Provided text:
Unfortunately, it’s cold hard analysis, not moralizing, which most Americans are demanding right now and Obama should look to the proposed plan on the Syrian refugee question recently published by two migration scholars, Alexander Betts and Paul Collier. The highly constructive and pragmatic policy solution they offer entails not a single Syrian refugee coming over to America or even Europe. As they write, the nations of Europe dealing with their Camp of the Saints-style unarmed invasion need to “work harder to address the refugee crisis closer to its main source: Syria.” A development-based approach, not a “camps-and-boats approach,” they argue, would be both good for Syria and Jordan with the latter being able to actually take in more refugees than the 630,000 they already have.

As the scholars describe, a “reconsidered refugee policy” based on development zones in Jordan would “integrate displaced Syrians into specially created economic zones, offering Syrian refugees employment and autonomy.” Zonal development after all is “purpose-built for refugees” with the jobs they provide relocatable to post-conflict areas in peacetime. According to their plans, displaced Syrians could gain access to education, training, and the right to work (things they do not have currently) which the international community could encourage through financial incentives and trade concessions.

What’s key here is the benefits to both Syria and Jordan given their particular situations. The authors foresee “two types of businesses” being set up in the zones: “international firms that would employ both Syrian refugees and Jordanian nationals” and “Syrian firms unable to operate in their country of origin” perhaps permitted to employ refugees only. With enough international help therefore, “Syrians would not be in competition with Jordanians for existing jobs”; their presence would actually be “jobs-generating.”

Addressing the job displacement concerns of host-nation Jordan is crucial here and it aligns with Collier’s previous works in which, unlike most migration scholars, he discusses mass immigration’s negative effects on both the receiving and sending countries. Although Jordanians worry that taking in more refugees would destabilize their urban areas and depress their labor markets, the authors argue their approach would “align the interests” of Jordan, a perennially struggling economy without a manufacturing sector, with the needs of the refugees. In short, the right developmental incentives could aid both peoplesurging Jordan, which already has large economic zones operating under capacity, to welcome even more refugees.

New sources of jobs for Syrians and Jordanians could come from international firms previously operating in Syria, like Royal Dutch Shell, along with now inoperable Syrian businesses themselves. Incentives to locate to the zones could come in the form of trade concessions or subsidies. There are already firms giving to the refugee camps in Jordan, the authors report, such as Hewlet-Packard; why not provide for longer lasting assistance?

The general idea’s not without precedent. Betts and Collier cite similar development-based approaches to refugee crises, including western Uganda, Burundi, Congo, Greece, and Mexico, the latter case involving thousands of incoming refugees from Guatemala in the eighties who were placed in the underdeveloped Yucatan Peninsula to both work toward the area’s agricultural development and improve their capacities for self-reliance before returning home.

What you should do:
In the passage on Syrian refugee policy, which two migration scholars published the proposed plan? The records that come next are separate from the passage on Syrian refugee policy.

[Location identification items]
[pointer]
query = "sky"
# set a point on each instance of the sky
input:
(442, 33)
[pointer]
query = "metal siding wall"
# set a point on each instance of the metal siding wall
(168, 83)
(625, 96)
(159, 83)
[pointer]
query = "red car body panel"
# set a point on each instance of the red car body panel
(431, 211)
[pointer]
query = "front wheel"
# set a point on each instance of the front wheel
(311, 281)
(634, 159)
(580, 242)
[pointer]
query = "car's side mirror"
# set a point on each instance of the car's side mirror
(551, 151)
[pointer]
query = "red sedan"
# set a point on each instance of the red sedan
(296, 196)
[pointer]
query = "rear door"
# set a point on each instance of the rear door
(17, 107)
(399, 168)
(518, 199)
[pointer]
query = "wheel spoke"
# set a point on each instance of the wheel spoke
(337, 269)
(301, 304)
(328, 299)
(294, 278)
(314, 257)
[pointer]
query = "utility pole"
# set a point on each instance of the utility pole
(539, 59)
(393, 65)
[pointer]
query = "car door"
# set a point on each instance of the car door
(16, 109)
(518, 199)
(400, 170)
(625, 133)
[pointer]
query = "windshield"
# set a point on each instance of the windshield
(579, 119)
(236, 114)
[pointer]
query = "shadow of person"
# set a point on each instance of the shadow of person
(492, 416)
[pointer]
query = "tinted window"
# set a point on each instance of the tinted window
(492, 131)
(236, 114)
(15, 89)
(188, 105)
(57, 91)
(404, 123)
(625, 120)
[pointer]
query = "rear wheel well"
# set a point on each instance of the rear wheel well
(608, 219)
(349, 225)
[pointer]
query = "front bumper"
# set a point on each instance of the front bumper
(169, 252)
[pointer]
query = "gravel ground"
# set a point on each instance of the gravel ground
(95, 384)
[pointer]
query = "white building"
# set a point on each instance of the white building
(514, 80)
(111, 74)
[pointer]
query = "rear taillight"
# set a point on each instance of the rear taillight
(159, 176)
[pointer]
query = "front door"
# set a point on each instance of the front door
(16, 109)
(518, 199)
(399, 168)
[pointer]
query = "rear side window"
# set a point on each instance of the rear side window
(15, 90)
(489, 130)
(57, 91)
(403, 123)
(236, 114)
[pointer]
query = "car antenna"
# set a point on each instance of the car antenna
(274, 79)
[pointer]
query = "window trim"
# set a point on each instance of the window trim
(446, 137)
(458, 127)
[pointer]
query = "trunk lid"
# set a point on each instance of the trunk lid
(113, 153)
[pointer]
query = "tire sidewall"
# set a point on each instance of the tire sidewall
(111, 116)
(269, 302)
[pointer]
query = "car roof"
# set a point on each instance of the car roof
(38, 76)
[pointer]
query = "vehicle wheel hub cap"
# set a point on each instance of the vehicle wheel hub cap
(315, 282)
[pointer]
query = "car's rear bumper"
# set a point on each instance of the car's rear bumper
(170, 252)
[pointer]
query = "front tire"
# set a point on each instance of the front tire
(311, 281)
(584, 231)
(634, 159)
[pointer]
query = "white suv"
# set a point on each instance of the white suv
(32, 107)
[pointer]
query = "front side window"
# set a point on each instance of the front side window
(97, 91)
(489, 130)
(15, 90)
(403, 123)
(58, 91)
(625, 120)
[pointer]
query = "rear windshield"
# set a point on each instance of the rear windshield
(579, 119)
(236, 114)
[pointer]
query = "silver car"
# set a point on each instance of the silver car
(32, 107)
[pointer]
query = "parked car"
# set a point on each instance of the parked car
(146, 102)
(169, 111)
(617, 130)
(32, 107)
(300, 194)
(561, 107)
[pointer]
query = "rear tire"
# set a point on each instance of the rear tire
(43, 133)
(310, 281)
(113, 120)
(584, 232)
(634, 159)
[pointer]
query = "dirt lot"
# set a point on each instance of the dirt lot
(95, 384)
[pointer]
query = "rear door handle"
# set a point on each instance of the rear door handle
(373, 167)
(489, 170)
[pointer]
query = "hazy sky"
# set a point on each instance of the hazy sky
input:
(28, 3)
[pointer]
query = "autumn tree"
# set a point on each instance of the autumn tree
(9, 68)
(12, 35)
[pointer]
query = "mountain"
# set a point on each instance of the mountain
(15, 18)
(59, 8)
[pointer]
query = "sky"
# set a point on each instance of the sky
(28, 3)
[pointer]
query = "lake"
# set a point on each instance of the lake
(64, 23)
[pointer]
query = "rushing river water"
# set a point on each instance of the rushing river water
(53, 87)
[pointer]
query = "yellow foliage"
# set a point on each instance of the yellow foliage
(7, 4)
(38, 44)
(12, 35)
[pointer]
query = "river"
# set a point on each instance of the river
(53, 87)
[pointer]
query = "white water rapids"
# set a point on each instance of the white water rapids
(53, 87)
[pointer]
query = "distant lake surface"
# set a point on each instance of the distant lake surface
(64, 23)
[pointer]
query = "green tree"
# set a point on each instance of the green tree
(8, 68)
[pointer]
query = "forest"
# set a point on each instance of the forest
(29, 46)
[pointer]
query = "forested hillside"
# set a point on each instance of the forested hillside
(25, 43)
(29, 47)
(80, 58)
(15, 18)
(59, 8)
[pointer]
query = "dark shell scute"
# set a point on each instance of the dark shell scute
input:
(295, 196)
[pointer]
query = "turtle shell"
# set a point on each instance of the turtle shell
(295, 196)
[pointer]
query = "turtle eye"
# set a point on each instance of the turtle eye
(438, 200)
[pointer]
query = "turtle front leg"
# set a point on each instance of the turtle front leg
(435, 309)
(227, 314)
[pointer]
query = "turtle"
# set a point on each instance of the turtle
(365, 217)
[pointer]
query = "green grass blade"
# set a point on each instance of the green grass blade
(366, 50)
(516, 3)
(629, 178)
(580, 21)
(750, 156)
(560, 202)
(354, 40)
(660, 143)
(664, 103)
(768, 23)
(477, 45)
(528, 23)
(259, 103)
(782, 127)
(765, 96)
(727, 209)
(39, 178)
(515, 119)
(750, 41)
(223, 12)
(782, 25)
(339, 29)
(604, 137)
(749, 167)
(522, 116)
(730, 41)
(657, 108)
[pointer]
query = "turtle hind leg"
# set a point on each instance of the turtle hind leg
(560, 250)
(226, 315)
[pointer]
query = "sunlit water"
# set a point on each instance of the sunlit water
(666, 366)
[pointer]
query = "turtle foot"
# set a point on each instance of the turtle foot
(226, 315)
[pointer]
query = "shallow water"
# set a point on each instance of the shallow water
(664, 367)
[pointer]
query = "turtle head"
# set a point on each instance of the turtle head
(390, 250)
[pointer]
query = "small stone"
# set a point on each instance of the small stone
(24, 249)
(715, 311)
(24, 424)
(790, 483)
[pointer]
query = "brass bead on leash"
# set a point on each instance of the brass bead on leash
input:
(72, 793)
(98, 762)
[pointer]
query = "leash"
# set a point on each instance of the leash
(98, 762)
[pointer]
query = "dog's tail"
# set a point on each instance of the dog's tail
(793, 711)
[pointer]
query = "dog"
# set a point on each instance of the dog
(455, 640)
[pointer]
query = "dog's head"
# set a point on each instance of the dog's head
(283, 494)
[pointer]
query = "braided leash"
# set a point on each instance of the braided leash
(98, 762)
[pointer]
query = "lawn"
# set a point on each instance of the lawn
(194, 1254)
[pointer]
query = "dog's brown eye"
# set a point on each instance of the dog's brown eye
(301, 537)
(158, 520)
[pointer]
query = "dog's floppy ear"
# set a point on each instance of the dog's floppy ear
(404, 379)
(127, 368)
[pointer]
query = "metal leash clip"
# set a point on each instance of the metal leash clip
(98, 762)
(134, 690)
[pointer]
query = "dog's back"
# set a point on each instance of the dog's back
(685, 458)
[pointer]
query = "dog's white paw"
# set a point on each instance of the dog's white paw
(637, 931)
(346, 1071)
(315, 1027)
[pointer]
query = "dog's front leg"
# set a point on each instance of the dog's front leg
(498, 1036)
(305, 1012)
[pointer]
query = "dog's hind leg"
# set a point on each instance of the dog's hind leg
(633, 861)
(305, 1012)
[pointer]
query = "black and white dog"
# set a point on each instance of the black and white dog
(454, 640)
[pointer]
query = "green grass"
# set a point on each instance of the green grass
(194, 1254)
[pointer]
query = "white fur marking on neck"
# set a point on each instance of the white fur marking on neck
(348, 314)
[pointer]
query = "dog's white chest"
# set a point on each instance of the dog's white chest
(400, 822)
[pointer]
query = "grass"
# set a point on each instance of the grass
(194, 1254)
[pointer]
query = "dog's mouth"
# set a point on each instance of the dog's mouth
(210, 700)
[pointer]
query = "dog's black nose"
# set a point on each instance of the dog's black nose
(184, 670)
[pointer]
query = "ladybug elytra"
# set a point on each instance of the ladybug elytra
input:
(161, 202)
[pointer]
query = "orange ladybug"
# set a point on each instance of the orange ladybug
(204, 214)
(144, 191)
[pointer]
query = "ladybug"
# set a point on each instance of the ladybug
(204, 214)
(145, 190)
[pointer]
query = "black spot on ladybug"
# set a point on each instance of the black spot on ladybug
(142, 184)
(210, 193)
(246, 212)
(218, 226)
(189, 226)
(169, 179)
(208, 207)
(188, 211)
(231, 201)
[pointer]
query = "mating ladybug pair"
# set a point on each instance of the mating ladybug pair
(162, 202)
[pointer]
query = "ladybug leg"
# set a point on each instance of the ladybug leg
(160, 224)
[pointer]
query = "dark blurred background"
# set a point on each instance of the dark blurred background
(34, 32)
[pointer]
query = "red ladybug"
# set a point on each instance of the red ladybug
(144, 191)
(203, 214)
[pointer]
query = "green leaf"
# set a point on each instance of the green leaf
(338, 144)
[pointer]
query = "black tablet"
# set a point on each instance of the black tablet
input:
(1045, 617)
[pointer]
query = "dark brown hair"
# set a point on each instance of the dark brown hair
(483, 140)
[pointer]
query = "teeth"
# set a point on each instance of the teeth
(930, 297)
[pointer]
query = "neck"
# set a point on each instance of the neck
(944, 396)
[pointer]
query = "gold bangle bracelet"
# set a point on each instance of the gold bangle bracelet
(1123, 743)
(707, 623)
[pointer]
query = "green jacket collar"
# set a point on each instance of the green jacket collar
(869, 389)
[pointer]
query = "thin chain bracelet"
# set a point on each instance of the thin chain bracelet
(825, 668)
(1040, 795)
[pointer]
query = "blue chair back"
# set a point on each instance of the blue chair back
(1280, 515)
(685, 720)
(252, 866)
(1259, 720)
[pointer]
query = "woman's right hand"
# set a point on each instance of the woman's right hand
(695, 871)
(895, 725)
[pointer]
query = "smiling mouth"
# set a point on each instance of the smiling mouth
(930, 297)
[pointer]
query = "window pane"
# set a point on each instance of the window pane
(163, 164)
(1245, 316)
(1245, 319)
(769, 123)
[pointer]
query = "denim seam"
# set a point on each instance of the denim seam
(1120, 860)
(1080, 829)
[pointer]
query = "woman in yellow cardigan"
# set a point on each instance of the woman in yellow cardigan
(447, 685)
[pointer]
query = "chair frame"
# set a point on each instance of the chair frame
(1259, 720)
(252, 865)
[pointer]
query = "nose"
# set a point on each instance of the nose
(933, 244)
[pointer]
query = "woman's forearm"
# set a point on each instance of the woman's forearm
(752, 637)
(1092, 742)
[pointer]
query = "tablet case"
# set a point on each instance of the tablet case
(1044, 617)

Correct response:
Alexander Betts and Paul Collier.